Problem statement >> Count the rows below that contain the string "water", and give only that number.

* begin *

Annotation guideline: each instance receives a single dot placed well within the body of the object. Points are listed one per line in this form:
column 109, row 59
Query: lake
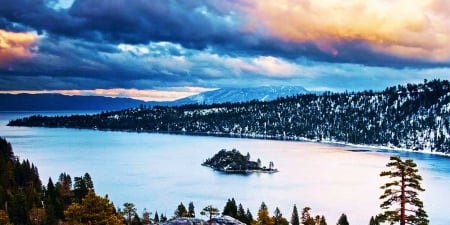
column 158, row 171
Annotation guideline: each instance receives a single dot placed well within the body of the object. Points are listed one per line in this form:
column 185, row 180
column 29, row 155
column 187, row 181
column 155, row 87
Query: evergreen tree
column 163, row 218
column 146, row 217
column 88, row 182
column 342, row 220
column 263, row 215
column 400, row 198
column 278, row 218
column 93, row 209
column 373, row 221
column 322, row 220
column 191, row 210
column 295, row 220
column 240, row 215
column 306, row 217
column 181, row 211
column 249, row 217
column 210, row 211
column 129, row 211
column 230, row 208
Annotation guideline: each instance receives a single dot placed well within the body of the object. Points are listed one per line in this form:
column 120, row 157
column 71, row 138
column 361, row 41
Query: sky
column 168, row 49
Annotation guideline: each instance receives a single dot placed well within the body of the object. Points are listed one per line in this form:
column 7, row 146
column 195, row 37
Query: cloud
column 401, row 28
column 16, row 45
column 168, row 94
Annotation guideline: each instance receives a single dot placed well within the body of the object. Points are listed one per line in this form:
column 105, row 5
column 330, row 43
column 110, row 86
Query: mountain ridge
column 43, row 102
column 413, row 116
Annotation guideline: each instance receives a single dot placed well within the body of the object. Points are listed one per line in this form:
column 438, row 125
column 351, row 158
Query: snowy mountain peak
column 263, row 93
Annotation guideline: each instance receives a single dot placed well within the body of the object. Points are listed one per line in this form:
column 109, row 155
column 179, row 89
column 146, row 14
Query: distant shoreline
column 257, row 136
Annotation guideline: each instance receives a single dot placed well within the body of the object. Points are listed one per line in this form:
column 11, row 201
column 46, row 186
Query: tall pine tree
column 400, row 198
column 295, row 220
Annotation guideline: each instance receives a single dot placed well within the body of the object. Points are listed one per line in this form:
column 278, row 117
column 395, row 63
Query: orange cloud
column 14, row 45
column 146, row 95
column 405, row 28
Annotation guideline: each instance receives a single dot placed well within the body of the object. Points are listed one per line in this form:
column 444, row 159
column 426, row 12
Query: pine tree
column 263, row 215
column 322, row 220
column 373, row 221
column 191, row 210
column 278, row 218
column 210, row 211
column 129, row 211
column 240, row 215
column 342, row 220
column 93, row 209
column 181, row 211
column 400, row 197
column 306, row 217
column 249, row 217
column 156, row 218
column 294, row 218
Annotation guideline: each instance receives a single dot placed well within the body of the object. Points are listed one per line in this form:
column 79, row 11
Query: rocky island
column 234, row 162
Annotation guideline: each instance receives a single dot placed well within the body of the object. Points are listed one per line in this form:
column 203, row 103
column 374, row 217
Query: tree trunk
column 402, row 200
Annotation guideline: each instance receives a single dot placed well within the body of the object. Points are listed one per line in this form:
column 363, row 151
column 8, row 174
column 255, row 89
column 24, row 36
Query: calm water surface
column 158, row 171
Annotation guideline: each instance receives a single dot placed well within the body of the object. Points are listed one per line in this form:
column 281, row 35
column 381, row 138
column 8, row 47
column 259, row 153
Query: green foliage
column 129, row 211
column 373, row 221
column 400, row 198
column 20, row 186
column 263, row 216
column 306, row 217
column 295, row 220
column 278, row 218
column 82, row 185
column 343, row 220
column 230, row 208
column 181, row 211
column 412, row 116
column 191, row 210
column 210, row 211
column 93, row 209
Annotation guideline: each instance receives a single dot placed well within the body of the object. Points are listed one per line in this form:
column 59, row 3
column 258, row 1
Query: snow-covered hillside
column 234, row 95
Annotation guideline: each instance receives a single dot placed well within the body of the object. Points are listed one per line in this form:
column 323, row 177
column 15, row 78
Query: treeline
column 24, row 200
column 414, row 116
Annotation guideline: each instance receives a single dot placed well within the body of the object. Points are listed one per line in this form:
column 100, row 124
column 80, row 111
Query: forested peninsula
column 412, row 116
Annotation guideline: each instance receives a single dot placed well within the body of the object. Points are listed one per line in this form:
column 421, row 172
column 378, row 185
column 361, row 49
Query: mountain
column 414, row 116
column 234, row 95
column 50, row 102
column 43, row 102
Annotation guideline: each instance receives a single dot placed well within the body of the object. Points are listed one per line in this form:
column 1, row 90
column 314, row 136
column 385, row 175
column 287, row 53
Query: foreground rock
column 234, row 162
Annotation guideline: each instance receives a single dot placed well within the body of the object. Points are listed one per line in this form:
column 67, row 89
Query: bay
column 158, row 171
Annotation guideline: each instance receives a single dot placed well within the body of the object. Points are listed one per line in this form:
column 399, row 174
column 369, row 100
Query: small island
column 234, row 162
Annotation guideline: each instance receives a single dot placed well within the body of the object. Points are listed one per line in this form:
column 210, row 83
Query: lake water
column 158, row 171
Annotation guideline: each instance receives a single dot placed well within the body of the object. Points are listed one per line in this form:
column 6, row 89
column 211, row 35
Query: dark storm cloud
column 193, row 24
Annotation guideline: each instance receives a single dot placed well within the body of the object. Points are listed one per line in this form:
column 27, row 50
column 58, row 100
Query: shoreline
column 259, row 137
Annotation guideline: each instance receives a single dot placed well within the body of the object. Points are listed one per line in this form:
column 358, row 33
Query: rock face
column 234, row 162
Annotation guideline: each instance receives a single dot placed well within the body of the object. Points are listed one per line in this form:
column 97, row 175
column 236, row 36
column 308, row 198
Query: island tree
column 278, row 218
column 343, row 220
column 263, row 215
column 129, row 211
column 93, row 209
column 191, row 210
column 181, row 211
column 400, row 198
column 295, row 220
column 210, row 211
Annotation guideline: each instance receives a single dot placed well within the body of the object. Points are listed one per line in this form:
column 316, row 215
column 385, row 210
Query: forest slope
column 414, row 116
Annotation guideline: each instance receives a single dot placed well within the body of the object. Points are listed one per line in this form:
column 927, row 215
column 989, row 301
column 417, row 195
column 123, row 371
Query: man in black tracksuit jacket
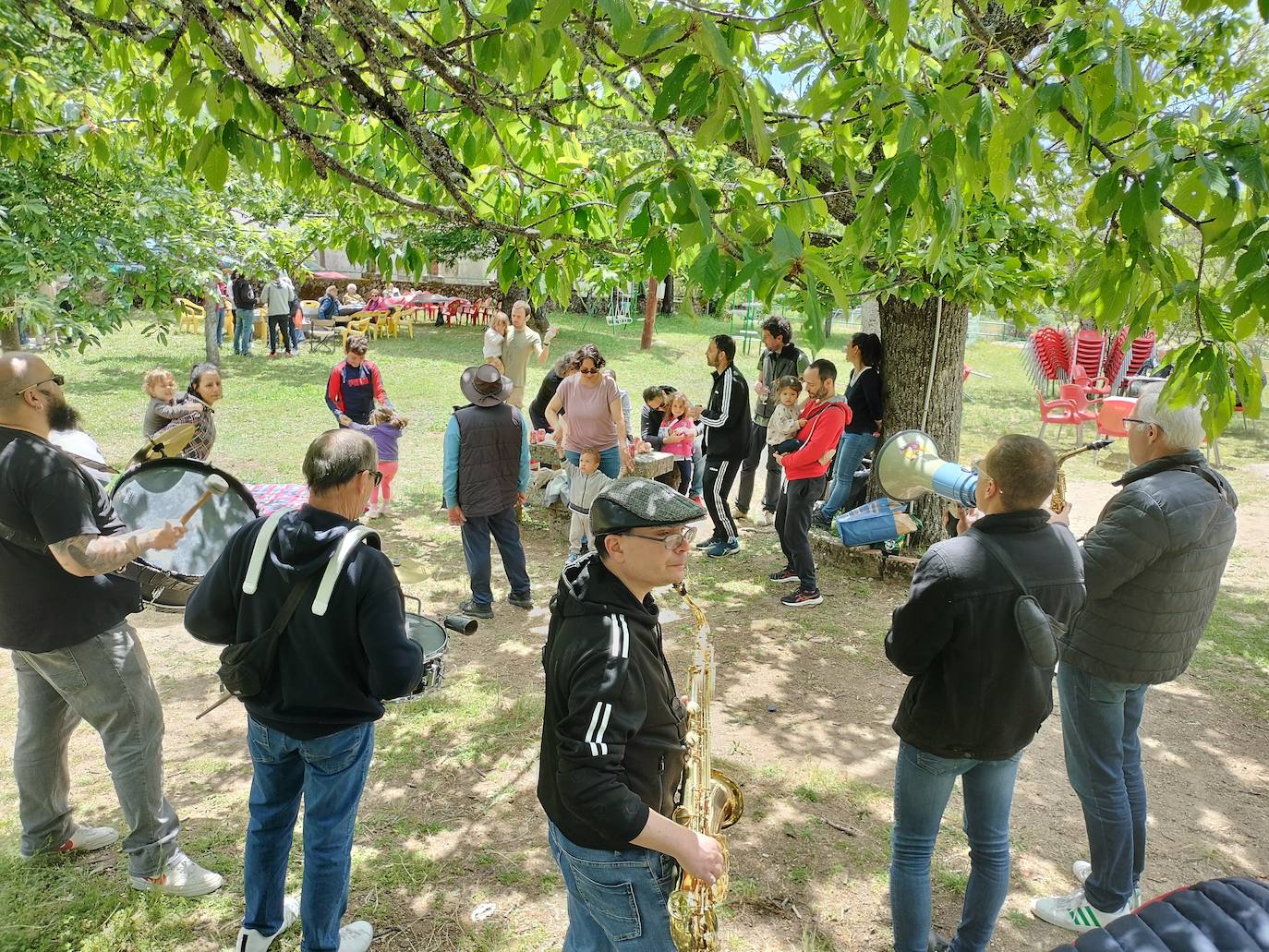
column 974, row 700
column 311, row 729
column 727, row 430
column 613, row 726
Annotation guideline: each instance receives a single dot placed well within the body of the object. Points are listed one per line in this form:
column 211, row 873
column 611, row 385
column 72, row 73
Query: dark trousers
column 745, row 488
column 279, row 325
column 719, row 474
column 793, row 524
column 506, row 536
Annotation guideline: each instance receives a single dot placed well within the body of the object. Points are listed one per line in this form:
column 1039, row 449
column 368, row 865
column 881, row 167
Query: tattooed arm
column 95, row 555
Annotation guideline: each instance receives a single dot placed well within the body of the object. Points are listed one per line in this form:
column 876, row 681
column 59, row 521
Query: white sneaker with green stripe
column 1074, row 911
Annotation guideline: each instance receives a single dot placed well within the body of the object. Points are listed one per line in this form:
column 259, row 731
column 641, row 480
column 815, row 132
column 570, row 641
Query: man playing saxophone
column 614, row 725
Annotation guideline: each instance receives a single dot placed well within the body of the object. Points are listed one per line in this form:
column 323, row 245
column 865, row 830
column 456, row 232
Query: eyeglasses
column 56, row 379
column 675, row 539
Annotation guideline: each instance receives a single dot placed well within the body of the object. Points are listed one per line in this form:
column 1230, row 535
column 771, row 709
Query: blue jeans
column 616, row 898
column 329, row 773
column 1103, row 761
column 506, row 535
column 610, row 461
column 851, row 452
column 244, row 326
column 923, row 783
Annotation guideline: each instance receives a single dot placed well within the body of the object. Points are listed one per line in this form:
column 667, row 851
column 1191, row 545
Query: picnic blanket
column 272, row 497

* end *

Completed task >> 2